- [Task directions]: Look below for the line containing "out the glossy". Output it and each remaining line of the entries exactly, and nothing else.

- [Extracted data]:
··········
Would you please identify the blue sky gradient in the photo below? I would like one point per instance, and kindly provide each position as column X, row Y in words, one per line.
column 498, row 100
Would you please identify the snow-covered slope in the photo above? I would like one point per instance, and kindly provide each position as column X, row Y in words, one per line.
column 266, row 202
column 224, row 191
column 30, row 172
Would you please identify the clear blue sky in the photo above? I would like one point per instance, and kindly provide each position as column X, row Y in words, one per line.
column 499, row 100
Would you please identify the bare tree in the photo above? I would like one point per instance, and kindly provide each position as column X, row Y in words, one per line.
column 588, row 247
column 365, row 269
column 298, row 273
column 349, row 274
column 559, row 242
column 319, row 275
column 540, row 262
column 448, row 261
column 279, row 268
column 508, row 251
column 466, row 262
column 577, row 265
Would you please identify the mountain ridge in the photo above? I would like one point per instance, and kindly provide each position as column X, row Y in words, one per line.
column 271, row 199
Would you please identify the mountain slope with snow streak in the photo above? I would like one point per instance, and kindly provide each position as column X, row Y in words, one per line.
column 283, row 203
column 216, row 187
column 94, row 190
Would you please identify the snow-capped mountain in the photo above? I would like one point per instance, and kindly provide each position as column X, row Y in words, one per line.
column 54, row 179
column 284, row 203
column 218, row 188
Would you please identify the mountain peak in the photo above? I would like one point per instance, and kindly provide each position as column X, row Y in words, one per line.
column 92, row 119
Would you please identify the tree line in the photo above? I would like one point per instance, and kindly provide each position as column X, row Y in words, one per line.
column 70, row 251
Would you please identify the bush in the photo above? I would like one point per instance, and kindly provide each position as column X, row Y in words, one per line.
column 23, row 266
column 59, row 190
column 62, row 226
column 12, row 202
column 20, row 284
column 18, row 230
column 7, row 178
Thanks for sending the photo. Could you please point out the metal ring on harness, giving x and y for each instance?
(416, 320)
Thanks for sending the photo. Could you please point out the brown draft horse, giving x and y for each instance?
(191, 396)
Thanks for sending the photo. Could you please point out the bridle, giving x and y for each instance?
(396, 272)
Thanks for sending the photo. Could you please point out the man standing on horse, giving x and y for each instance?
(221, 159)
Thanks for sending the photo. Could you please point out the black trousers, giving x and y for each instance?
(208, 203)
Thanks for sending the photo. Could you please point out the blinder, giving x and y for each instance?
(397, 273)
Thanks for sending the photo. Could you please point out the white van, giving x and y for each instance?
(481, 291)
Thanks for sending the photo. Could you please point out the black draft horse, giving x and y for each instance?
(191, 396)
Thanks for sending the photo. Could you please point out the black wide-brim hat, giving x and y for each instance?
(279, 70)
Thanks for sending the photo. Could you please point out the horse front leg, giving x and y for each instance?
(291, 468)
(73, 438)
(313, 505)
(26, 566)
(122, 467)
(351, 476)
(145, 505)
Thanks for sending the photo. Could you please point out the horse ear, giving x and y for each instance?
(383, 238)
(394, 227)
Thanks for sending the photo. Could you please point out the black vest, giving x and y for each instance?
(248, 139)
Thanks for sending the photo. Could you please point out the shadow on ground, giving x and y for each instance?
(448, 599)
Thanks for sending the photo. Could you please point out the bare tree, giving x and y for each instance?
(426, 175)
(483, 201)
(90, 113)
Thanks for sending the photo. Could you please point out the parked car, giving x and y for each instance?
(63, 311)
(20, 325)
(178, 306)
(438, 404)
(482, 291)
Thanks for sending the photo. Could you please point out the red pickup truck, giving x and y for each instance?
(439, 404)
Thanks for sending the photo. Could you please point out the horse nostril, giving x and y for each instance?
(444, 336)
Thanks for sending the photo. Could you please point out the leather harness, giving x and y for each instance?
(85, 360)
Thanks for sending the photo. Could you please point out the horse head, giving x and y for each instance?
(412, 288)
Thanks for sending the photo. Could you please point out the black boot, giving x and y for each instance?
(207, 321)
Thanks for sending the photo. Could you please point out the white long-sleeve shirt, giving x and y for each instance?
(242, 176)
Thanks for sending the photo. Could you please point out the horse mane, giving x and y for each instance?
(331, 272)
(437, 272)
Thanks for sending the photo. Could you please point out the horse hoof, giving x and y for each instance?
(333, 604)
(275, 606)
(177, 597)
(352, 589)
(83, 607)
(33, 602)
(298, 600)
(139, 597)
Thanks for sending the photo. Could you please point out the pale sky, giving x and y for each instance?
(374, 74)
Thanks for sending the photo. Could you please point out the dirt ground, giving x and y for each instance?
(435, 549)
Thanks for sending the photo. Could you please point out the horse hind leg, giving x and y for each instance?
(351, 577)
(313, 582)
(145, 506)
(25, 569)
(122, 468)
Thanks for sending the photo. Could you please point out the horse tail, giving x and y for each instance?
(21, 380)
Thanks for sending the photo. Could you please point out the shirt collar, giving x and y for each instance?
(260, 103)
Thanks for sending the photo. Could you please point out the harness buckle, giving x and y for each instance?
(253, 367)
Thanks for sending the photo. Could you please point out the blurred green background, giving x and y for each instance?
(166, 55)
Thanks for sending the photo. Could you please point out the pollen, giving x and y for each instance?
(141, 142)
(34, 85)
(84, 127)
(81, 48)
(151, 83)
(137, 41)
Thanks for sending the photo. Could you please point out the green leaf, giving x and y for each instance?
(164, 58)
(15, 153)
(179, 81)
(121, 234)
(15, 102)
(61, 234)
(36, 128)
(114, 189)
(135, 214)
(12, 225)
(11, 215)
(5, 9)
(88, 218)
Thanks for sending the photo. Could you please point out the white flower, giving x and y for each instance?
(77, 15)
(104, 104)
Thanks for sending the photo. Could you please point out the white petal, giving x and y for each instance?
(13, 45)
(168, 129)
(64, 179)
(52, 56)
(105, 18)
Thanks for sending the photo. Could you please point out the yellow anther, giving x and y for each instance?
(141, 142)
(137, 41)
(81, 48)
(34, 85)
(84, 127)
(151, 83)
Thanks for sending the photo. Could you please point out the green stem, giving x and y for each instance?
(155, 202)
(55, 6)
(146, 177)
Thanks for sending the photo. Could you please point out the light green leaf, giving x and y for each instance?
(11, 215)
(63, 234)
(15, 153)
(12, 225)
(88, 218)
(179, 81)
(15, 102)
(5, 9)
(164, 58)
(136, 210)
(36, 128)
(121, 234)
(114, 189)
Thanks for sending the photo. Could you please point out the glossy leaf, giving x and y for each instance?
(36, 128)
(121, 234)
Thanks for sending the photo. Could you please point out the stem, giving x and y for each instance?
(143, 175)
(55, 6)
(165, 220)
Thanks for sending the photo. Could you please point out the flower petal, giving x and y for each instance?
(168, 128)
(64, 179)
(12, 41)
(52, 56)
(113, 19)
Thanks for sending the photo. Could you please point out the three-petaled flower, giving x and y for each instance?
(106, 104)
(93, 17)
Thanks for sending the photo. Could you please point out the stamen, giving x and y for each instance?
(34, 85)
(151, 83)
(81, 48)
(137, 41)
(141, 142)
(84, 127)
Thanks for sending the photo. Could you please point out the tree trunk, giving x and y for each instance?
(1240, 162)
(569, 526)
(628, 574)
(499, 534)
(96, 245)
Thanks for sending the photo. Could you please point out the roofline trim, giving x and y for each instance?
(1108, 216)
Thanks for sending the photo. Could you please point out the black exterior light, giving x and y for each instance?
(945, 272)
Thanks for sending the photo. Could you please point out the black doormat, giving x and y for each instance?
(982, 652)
··········
- [Result of this exercise]:
Thanks for sending the photo. Could you please point out the glossy leaf, giving x and y for each instance?
(36, 128)
(121, 234)
Thanks for sending the photo. Could you please point out the stem, giving x and y for each instance?
(143, 175)
(55, 6)
(165, 220)
Thanks for sending the photo. Could you please point out the flower petal, giving x and y for each instance?
(168, 128)
(64, 179)
(12, 41)
(52, 56)
(113, 19)
Thanks for sending the photo. Could you please point out the three-petaled flower, giving x and y for each instance?
(106, 104)
(93, 17)
Thanks for sending the photo. Could you please point out the stamen, giving x and y for each instance?
(34, 85)
(151, 83)
(81, 48)
(137, 41)
(141, 142)
(84, 127)
Thanks for sending the photo. Could you please point out the tree trunk, giving x and y for each instance?
(1240, 162)
(569, 526)
(628, 574)
(499, 534)
(96, 245)
Thanks for sending the photo. Could you please point out the roofline trim, giving x and y for each instance?
(1108, 216)
Thanks for sending the photo. Could you please point out the black exterior light, giving x and y for each instance?
(945, 272)
Thanks for sending the photo. Could you please point out the black doormat, giving x and y for each instance?
(982, 652)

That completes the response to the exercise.